## Task objective
Reproduce the records below verbatim, from their first line through the line that contains "M302 349L306 356L312", including both of those lines.

## The records
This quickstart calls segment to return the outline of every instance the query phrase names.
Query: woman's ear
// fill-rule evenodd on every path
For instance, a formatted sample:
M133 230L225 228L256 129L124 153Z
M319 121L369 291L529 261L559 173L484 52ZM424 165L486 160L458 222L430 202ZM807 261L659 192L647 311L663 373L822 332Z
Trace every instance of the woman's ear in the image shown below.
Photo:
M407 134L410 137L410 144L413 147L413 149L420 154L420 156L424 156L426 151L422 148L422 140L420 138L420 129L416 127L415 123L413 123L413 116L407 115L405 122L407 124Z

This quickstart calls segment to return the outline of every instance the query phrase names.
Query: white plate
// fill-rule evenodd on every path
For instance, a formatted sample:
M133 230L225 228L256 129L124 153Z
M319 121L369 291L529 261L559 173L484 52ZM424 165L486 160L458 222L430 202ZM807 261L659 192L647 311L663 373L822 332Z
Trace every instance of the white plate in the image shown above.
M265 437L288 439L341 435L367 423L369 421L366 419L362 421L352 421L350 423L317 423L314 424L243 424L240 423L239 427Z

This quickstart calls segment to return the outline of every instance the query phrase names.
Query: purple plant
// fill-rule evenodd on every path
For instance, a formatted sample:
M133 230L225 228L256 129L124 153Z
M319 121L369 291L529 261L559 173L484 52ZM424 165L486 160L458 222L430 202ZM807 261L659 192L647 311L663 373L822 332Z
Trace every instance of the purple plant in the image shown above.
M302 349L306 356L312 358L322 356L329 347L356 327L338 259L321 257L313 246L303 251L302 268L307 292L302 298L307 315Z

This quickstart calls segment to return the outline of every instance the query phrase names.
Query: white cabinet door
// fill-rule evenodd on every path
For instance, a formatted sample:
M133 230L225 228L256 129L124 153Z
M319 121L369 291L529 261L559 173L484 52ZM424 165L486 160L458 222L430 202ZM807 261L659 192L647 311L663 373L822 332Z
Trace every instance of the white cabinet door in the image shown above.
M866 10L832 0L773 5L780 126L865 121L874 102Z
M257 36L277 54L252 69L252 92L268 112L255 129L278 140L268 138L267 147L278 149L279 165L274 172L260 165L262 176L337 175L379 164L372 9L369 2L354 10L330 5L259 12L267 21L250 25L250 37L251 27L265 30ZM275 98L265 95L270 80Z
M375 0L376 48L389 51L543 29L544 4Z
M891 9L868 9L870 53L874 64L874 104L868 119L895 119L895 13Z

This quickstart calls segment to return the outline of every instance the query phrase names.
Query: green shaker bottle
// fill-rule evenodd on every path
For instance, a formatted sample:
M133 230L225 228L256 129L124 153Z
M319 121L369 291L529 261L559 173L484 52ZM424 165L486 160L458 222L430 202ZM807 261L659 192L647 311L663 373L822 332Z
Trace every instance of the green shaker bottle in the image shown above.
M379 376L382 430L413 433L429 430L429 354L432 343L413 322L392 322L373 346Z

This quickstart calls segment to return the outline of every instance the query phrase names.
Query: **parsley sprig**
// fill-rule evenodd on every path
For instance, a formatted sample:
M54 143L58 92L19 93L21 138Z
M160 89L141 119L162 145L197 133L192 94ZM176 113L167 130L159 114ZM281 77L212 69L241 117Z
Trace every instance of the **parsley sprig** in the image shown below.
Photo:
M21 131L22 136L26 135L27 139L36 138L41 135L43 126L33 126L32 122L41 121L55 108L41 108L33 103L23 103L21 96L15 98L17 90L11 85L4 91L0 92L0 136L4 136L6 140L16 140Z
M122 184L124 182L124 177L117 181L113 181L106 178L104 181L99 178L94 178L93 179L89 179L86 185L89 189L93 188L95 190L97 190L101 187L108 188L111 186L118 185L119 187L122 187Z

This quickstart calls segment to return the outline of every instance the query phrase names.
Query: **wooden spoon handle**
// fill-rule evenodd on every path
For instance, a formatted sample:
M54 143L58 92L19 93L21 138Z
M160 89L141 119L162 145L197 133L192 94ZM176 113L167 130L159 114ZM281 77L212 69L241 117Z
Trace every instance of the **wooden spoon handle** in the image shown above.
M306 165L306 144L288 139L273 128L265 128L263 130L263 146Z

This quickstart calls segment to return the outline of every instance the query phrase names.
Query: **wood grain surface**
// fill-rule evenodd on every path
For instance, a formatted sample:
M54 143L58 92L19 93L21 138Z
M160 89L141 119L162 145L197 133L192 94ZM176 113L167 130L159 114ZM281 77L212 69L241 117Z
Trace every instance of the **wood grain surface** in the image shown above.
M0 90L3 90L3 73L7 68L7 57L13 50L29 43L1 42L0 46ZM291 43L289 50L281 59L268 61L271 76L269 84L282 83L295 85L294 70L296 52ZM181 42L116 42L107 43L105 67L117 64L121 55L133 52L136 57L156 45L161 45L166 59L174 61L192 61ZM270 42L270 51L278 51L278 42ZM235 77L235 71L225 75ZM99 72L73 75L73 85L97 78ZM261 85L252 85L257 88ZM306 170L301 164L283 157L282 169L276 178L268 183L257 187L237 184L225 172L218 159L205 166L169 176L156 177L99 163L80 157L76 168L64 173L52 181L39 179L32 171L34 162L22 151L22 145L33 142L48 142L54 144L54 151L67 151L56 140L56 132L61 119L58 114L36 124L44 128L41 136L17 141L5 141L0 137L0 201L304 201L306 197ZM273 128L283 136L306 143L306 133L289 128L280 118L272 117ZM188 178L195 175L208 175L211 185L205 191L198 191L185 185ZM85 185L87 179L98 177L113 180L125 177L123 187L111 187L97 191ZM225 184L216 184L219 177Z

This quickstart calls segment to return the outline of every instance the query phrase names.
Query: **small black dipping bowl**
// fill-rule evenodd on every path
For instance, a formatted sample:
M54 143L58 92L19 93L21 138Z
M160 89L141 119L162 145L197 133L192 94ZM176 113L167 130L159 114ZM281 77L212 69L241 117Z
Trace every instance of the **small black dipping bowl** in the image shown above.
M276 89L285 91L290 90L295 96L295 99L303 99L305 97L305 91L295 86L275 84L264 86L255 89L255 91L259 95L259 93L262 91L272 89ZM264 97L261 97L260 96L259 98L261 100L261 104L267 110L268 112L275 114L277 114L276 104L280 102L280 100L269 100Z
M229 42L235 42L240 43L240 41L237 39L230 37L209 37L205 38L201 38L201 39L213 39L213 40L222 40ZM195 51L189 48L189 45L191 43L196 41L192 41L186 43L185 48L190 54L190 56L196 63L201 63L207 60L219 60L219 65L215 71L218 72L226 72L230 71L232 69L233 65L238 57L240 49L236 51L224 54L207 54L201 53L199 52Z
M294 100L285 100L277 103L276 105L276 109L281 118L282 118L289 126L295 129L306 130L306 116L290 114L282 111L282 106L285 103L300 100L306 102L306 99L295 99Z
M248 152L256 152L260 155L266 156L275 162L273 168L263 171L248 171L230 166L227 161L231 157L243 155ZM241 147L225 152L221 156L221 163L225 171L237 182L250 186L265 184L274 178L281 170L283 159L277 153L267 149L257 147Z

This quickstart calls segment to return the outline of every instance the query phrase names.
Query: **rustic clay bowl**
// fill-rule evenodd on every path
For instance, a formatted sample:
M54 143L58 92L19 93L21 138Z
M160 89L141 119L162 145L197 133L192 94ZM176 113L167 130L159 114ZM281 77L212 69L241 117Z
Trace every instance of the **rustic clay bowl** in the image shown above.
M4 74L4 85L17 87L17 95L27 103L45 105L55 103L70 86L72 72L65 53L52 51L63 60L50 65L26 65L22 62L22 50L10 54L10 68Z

## Answer in full
This quickstart calls segment to return the outline of every instance the query phrase names.
Query: woman's ear
// fill-rule evenodd on every path
For instance, a formatted sample:
M133 230L225 228L256 129L124 153Z
M319 121L369 291L529 261L559 173L484 52ZM424 165L486 160L458 222L430 202ZM807 261L659 192L647 311L663 373L822 332Z
Trace every instance of the woman's ear in the image shown below.
Photo:
M407 134L410 137L410 144L413 147L413 149L420 154L420 156L424 156L426 151L422 148L422 140L420 138L420 129L416 127L415 123L413 123L413 116L407 115L405 122L407 124Z

This quickstart calls segment to return the outline of every instance the query phrase names.
Query: white plate
// fill-rule evenodd on every path
For instance, a formatted sample:
M133 230L225 228L256 129L124 153Z
M319 121L369 291L529 261L559 173L484 52ZM424 165L486 160L458 222L430 202ZM807 261L659 192L647 311L663 373L822 332Z
Trace every instance of the white plate in the image shown above.
M265 437L288 439L341 435L367 423L369 421L366 419L362 421L352 421L350 423L317 423L314 424L243 424L240 423L239 427Z

This quickstart calls segment to return the outline of every instance the query phrase names.
Query: purple plant
// fill-rule evenodd on every path
For instance, a formatted sample:
M133 230L225 228L256 129L124 153Z
M319 121L369 291L529 261L559 173L484 52ZM424 165L486 160L458 222L430 202ZM807 261L659 192L647 311L663 373L822 332Z
Trace every instance of the purple plant in the image shown above.
M302 349L306 356L312 358L322 356L329 347L356 327L338 259L321 257L313 246L303 251L302 268L307 292L302 298L307 315Z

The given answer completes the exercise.